(WHAT IS ASKED): Exactly and only the lines from the line holding "woman in the photo above." to the end of the records should be reproduced. Leave pictures out.
# # # # # # #
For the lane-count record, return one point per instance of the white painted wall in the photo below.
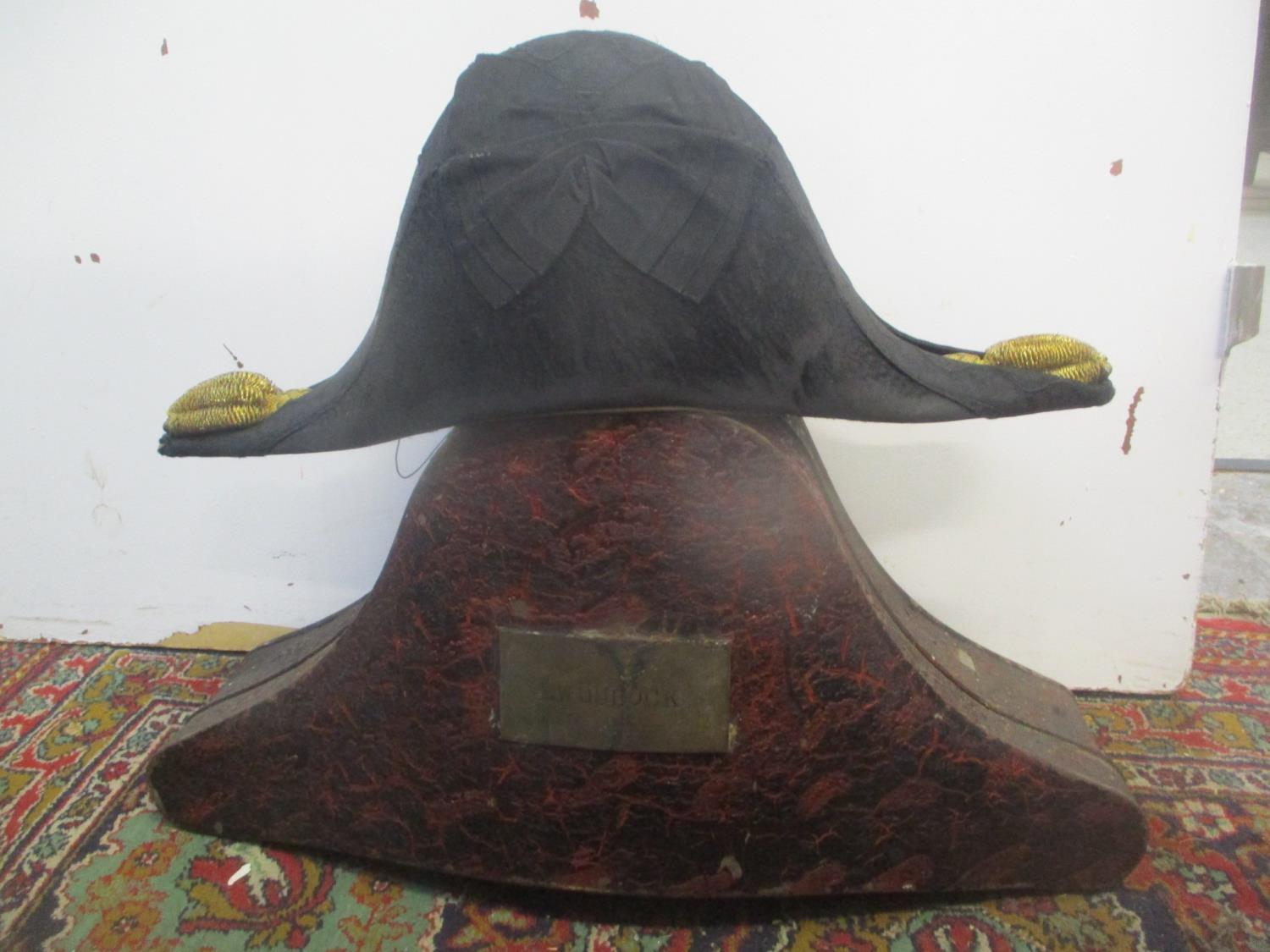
(1244, 429)
(244, 190)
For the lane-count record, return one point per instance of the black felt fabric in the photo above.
(599, 223)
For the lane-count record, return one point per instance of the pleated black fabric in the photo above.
(599, 223)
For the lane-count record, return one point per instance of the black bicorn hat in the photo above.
(599, 223)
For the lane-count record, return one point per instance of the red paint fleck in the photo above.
(1132, 421)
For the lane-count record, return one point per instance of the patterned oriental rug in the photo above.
(88, 863)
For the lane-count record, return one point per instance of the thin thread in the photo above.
(396, 459)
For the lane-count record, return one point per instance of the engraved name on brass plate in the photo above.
(614, 692)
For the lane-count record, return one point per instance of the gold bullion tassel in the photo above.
(226, 403)
(1052, 353)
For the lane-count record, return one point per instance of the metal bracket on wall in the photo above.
(1244, 304)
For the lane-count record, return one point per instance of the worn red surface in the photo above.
(856, 767)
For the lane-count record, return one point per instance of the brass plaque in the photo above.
(614, 692)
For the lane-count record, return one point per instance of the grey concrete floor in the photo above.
(1237, 538)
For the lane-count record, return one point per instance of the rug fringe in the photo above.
(1234, 608)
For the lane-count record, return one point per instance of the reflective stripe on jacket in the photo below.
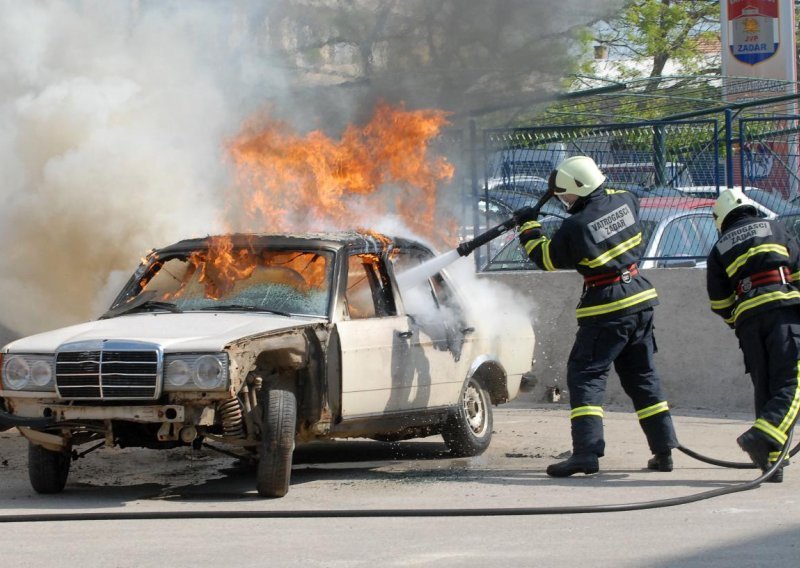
(748, 247)
(602, 236)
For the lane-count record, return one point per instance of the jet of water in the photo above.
(419, 274)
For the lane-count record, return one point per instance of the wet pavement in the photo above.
(746, 528)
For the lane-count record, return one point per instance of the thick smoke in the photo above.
(114, 116)
(111, 127)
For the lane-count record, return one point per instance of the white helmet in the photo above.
(578, 175)
(730, 199)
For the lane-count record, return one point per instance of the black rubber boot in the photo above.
(578, 463)
(756, 447)
(661, 461)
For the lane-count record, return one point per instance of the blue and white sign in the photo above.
(754, 35)
(758, 42)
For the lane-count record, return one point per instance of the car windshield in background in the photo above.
(676, 232)
(769, 203)
(792, 223)
(280, 281)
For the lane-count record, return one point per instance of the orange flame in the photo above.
(290, 182)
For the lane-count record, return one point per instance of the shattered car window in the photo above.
(284, 281)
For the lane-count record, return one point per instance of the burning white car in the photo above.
(259, 342)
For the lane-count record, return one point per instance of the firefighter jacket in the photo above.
(752, 268)
(602, 240)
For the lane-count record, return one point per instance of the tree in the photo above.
(647, 34)
(457, 55)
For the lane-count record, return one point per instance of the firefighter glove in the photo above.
(529, 231)
(525, 214)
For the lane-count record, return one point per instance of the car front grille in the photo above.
(108, 374)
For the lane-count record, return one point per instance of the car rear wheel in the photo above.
(468, 432)
(277, 441)
(47, 470)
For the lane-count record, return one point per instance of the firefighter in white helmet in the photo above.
(752, 283)
(602, 240)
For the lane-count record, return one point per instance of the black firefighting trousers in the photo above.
(626, 342)
(770, 342)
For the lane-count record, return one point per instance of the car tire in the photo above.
(468, 431)
(47, 470)
(277, 441)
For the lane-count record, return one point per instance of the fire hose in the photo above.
(465, 248)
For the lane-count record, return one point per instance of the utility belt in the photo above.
(624, 275)
(780, 275)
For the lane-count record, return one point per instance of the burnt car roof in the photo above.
(353, 240)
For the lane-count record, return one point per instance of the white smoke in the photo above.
(112, 121)
(114, 117)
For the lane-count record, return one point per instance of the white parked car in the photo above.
(259, 342)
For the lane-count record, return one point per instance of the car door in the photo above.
(440, 337)
(374, 341)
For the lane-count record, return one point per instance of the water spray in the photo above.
(421, 273)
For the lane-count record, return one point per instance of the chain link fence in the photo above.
(673, 167)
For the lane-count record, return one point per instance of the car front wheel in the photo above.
(277, 441)
(468, 431)
(47, 470)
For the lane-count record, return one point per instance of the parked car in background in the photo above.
(537, 161)
(258, 342)
(792, 223)
(768, 203)
(644, 174)
(677, 232)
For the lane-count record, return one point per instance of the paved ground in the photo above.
(759, 527)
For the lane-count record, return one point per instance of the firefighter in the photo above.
(751, 280)
(602, 240)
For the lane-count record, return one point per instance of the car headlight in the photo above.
(196, 372)
(28, 372)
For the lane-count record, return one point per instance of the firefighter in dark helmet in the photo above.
(752, 275)
(602, 240)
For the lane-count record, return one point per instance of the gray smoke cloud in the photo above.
(112, 122)
(114, 115)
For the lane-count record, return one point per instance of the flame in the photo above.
(220, 267)
(290, 182)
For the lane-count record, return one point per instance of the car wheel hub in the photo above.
(474, 410)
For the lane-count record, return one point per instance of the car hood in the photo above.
(186, 332)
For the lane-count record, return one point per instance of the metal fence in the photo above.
(673, 167)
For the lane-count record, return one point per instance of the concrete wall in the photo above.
(698, 357)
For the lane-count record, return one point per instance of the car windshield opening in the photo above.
(284, 282)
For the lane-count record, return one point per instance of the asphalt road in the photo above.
(758, 527)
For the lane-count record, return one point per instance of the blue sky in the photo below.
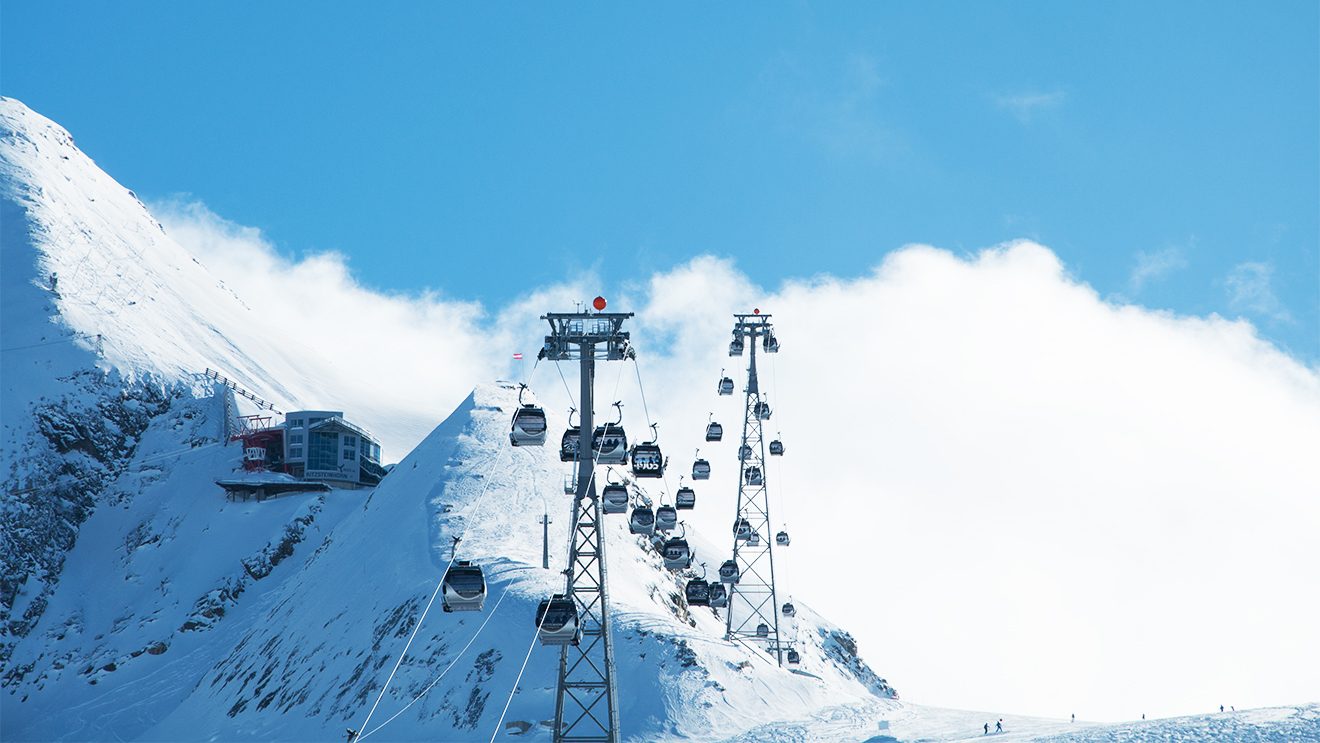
(1168, 152)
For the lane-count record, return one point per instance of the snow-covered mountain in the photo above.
(140, 603)
(136, 602)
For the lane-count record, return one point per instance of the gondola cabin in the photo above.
(610, 445)
(557, 620)
(643, 520)
(718, 595)
(463, 587)
(614, 499)
(685, 499)
(753, 477)
(677, 554)
(647, 461)
(528, 426)
(742, 529)
(701, 470)
(569, 444)
(697, 591)
(667, 519)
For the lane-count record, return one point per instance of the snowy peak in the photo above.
(110, 276)
(235, 644)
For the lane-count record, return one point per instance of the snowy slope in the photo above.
(106, 321)
(301, 651)
(140, 603)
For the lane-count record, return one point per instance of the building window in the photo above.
(322, 449)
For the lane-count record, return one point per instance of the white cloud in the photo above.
(1017, 495)
(1024, 106)
(1154, 267)
(399, 363)
(1250, 290)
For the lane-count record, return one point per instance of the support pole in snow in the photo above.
(586, 702)
(753, 613)
(545, 541)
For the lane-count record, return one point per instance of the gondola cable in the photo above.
(440, 585)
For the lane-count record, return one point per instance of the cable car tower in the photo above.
(586, 702)
(753, 614)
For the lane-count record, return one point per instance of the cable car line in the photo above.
(457, 657)
(440, 585)
(519, 678)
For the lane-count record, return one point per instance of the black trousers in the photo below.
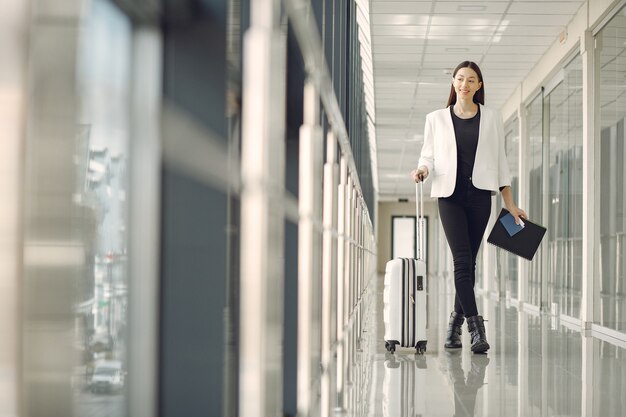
(464, 216)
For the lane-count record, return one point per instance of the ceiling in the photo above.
(416, 45)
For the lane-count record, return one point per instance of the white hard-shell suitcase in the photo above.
(405, 293)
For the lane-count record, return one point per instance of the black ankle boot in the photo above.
(453, 340)
(477, 331)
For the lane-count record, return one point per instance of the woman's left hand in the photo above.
(517, 213)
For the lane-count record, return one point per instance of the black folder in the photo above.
(523, 243)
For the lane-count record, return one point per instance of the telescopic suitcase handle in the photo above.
(419, 212)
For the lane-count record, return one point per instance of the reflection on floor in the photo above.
(537, 366)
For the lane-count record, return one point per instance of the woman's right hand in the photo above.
(420, 174)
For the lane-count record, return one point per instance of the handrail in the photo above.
(308, 37)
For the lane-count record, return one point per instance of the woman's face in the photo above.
(466, 83)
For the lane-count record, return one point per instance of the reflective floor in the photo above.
(537, 366)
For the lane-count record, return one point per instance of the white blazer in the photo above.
(491, 169)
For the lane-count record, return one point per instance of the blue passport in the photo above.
(508, 221)
(521, 241)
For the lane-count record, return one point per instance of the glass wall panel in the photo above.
(535, 189)
(610, 292)
(104, 64)
(564, 235)
(508, 262)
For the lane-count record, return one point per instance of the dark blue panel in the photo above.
(192, 298)
(195, 72)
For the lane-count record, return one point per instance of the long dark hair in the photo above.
(479, 96)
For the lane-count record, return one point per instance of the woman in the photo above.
(464, 150)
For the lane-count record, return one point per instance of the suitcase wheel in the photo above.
(390, 346)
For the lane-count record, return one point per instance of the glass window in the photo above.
(104, 61)
(610, 291)
(564, 236)
(535, 189)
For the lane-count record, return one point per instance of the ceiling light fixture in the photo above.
(472, 8)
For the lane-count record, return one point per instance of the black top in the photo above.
(466, 132)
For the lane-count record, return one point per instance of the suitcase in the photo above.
(405, 293)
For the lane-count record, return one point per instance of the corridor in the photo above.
(537, 366)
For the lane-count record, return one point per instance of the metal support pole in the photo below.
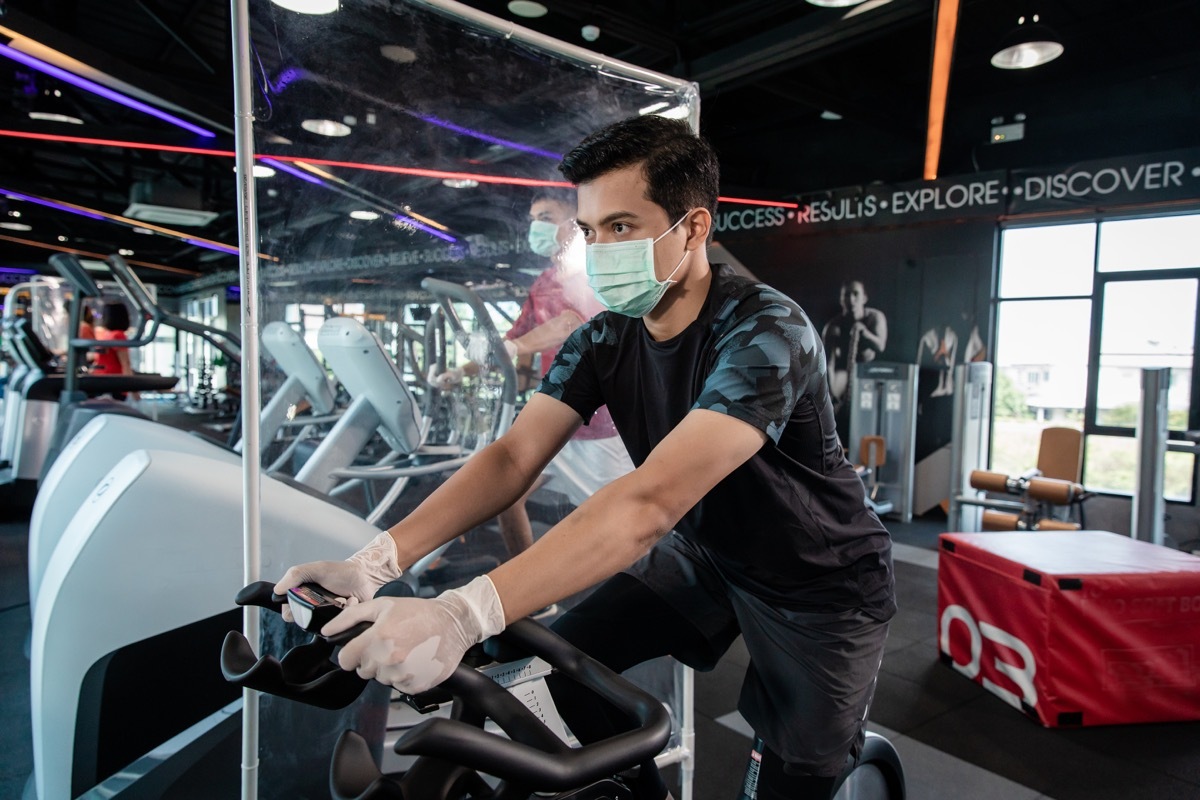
(1149, 507)
(251, 397)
# # # # # # #
(ANSWER FOR THE TASK):
For the lane-count record, return one point per instance of the woman in the photo above.
(464, 150)
For the lane-count record, return one point per instance of the suitcase wheel in the photo above.
(390, 346)
For the lane-count record, return one point per instance of the glass window in the photo above.
(104, 61)
(610, 291)
(564, 236)
(535, 189)
For the lane-count record, return one point per instance of the ceiling light fixture in the photo above.
(472, 8)
For the lane-count record, return one point per instance of the black top in the photo above.
(466, 132)
For the lane-count record, return one point per instance of the suitcase in the photo above.
(405, 293)
For the lane-count record, return one point per instance of the corridor in the photo above.
(537, 366)
For the lane-count record, return one point per instance of the metal support pole in the photo below.
(1149, 507)
(251, 397)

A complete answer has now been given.